▶ **Vorgegebener Text**:
--------------------------------

Ein bekanntes Beispiel für eine gelungene kollaborative Innovation sei die Entwicklung der Covid19-Impfung von Pfizer/Biontech im Jahr 2020: Der Pharmakonzern Pfizer stellte dafür die Produktions- und Distributionsanlagen zur Verfügung, die im Vergleich kleine Firma Biontech lieferte die mRNA-Technologie. «Diese Zusammenarbeit war der Schlüssel zur Geschwindigkeit, mit der die Impfung entwickelt und produziert wurde», sagt Falcke. 

Die gemeinsame und schnelle Entwicklung neuer technologischer Lösungen werde unter anderem durch die weltweit schnell steigende Menge an Daten möglich, sagt Falcke. «Wir haben aktuell eine interessante Konstellation: Einerseits müssen wir unsere Wirtschaft exponentiell - das heisst extrem schnell - dekarbonisieren. Andererseits nimmt die Verfügbarkeit von Daten ebenfalls exponentiell zu.» Dieses Zusammenkommen eröffne Möglichkeiten, kollaborative Innovation neu zu denken – sowohl in der Wissenschaft als auch in der Praxis.

--------------------------------

▶ **Aufgabe 1**:
Was stellte der Pharmakonzern Pfizer laut dem Text über kollaborative Innovation für die Entwicklung der Covid19-Impfung bereit?
▶ **Aufgabe 2**:
Führe den Text über kollaborative Innovation im Anschluss an seinen letzten Satz weiter.
Die Datensätze stehen in keinem Zusammenhang mit dem Text.

▶ **Gespeicherte Einträge**:

--------------------------------

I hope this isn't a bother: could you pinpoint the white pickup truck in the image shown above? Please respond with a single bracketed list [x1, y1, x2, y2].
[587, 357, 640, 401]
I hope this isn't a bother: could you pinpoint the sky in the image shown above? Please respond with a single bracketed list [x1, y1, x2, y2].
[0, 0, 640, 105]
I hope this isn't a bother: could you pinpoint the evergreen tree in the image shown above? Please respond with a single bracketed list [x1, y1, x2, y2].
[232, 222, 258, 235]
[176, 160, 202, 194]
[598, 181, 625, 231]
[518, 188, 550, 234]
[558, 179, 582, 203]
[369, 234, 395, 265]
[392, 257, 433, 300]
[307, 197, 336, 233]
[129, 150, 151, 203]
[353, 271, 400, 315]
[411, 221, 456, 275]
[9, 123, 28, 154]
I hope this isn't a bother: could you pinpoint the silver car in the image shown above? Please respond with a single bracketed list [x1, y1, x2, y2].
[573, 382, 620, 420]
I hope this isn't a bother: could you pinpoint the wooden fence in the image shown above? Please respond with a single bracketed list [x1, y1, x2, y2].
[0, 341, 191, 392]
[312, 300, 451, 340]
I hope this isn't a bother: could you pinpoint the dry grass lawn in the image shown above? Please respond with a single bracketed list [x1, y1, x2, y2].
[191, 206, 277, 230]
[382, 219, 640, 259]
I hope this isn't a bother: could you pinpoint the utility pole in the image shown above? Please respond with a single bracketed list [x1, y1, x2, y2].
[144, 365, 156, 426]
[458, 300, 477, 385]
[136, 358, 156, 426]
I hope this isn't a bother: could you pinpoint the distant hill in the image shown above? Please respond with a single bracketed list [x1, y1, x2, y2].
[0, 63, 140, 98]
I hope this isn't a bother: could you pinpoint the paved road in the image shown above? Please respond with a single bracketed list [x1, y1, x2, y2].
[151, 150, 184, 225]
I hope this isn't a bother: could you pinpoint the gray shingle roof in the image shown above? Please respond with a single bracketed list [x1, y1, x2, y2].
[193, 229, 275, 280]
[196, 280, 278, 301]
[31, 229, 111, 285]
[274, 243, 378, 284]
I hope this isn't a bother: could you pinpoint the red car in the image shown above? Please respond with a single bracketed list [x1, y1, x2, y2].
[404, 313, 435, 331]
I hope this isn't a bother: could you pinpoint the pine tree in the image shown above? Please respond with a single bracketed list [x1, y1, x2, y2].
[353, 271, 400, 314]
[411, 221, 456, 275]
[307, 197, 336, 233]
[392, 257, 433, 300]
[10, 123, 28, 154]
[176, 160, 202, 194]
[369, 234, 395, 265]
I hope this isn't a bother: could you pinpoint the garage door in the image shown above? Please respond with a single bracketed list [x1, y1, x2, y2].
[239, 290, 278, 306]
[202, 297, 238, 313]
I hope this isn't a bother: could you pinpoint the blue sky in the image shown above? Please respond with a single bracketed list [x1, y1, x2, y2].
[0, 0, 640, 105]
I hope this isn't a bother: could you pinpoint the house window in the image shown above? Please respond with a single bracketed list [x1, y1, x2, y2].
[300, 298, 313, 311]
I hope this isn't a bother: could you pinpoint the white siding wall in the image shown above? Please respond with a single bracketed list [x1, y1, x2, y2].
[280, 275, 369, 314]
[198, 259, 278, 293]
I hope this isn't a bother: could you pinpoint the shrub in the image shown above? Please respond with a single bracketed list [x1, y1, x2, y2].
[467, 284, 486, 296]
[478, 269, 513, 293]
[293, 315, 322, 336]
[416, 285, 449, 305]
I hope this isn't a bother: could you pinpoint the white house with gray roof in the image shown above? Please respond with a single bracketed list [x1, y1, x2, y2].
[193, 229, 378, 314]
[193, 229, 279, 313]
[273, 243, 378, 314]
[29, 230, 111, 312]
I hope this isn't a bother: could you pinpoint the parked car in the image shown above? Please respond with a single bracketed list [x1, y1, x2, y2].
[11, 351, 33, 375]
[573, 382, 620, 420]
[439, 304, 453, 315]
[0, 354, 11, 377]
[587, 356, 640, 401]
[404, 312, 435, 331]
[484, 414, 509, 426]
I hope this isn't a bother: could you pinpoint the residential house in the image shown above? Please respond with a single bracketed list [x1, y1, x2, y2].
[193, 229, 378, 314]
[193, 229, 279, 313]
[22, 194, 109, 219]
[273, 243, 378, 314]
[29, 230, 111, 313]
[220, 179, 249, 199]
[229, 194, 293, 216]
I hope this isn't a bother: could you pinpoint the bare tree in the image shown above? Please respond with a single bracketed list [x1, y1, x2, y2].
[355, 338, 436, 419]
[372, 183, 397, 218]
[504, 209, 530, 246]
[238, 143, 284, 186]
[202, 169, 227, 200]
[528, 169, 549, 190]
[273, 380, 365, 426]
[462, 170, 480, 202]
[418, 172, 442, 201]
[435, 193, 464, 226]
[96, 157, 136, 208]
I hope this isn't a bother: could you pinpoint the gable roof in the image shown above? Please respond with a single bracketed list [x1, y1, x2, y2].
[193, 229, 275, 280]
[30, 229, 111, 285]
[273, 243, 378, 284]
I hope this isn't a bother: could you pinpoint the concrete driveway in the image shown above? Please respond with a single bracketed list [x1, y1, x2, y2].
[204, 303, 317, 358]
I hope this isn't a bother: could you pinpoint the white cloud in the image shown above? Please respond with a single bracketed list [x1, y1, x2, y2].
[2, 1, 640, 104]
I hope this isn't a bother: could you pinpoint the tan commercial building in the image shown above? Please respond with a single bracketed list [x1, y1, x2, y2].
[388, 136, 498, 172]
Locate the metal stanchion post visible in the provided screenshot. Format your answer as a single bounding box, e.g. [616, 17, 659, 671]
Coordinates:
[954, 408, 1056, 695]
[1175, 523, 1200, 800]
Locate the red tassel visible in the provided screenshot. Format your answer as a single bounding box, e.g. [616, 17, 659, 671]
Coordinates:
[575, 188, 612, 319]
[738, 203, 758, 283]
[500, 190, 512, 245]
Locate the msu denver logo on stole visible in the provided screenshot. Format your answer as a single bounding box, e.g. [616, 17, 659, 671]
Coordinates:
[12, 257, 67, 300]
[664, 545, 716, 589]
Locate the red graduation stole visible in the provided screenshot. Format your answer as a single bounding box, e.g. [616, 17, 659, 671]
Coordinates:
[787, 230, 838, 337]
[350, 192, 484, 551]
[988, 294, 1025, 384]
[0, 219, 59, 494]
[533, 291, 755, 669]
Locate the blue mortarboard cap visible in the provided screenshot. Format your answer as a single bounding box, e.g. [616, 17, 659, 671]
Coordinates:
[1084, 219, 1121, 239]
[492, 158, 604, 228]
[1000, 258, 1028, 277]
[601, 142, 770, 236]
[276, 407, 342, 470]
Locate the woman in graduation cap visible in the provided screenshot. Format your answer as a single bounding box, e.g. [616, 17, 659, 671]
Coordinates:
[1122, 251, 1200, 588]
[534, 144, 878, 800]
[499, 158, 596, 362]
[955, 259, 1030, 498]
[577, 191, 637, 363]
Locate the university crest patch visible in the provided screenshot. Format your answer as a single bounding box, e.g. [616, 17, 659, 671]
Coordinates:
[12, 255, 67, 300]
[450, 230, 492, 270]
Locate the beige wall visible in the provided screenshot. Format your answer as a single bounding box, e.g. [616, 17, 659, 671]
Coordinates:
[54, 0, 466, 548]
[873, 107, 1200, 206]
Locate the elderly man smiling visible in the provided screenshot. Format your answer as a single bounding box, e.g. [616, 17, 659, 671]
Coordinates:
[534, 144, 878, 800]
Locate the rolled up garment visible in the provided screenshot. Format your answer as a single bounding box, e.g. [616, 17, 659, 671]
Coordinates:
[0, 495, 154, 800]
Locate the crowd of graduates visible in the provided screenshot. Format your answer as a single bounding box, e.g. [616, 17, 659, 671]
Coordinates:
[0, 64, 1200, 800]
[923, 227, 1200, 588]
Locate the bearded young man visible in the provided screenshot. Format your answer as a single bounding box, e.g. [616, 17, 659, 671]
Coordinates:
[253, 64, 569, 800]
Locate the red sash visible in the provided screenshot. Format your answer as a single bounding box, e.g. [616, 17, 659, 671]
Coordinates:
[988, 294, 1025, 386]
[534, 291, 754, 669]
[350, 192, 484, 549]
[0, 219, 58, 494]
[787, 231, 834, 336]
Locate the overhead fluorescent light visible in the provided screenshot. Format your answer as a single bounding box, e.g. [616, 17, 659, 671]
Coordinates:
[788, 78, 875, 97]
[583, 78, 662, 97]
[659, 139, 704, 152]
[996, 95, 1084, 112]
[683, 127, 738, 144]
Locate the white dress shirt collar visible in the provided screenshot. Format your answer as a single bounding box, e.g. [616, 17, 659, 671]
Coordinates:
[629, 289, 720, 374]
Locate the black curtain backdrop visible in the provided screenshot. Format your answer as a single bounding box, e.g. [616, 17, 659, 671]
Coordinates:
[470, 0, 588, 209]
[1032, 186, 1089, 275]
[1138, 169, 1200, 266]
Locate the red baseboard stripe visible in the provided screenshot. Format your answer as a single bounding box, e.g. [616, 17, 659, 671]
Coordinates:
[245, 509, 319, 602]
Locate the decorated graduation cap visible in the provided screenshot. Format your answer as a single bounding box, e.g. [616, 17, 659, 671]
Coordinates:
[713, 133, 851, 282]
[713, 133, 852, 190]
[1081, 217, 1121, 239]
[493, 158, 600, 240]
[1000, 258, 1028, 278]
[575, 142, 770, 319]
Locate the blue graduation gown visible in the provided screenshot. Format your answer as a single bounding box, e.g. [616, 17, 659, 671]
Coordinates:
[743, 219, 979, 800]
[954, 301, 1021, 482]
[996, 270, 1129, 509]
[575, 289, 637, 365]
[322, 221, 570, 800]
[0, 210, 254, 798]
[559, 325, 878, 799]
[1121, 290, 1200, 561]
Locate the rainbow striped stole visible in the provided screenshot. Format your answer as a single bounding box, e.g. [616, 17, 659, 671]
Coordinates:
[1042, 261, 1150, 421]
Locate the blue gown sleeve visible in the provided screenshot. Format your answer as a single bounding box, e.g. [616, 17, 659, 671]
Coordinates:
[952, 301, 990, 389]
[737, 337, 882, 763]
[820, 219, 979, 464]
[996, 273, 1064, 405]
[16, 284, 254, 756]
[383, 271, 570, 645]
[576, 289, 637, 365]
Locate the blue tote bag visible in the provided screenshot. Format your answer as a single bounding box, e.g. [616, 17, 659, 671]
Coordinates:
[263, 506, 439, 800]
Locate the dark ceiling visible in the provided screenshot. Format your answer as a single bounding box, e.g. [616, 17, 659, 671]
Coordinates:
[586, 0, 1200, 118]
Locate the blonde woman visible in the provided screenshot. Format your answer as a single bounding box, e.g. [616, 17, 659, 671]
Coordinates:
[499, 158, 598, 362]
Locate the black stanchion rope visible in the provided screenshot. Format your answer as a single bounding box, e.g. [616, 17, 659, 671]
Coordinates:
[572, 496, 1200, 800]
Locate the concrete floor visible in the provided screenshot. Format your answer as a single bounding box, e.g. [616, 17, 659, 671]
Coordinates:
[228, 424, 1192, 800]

--------------------------------

▶ **Lösung 1**:
Die Produktions- und Distributionsanlagen.

▶ **Lösung 2**:
Auch Grossunternehmen müssen neue Rollen finden

Für seine Doktorarbeit mit dem Titel «Collaborative Innovation in the Context of Emerging Digital Technologies and the Fight against Climate Change» untersuchten Falcke und seine Co-Autoren die Zusammenarbeit von zehn grossen, global tätigen Energieversorgern sowie 57 etablierten Cleantech-Startups. Letztere haben mittlerweile zwischen 50 und 300 Mitarbeitende und sind solide finanziert. Falcke interviewte insgesamt rund 90 Vertreter der Energieversorger, der Startups sowie Investoren und Experten. Zudem beobachteten er und seine Co-autoren während über 290 Stunden in digitalen Meetings den Austausch zwischen Energieversorgern und Startups und hatte Einsicht in vertrauliche Unterlagen.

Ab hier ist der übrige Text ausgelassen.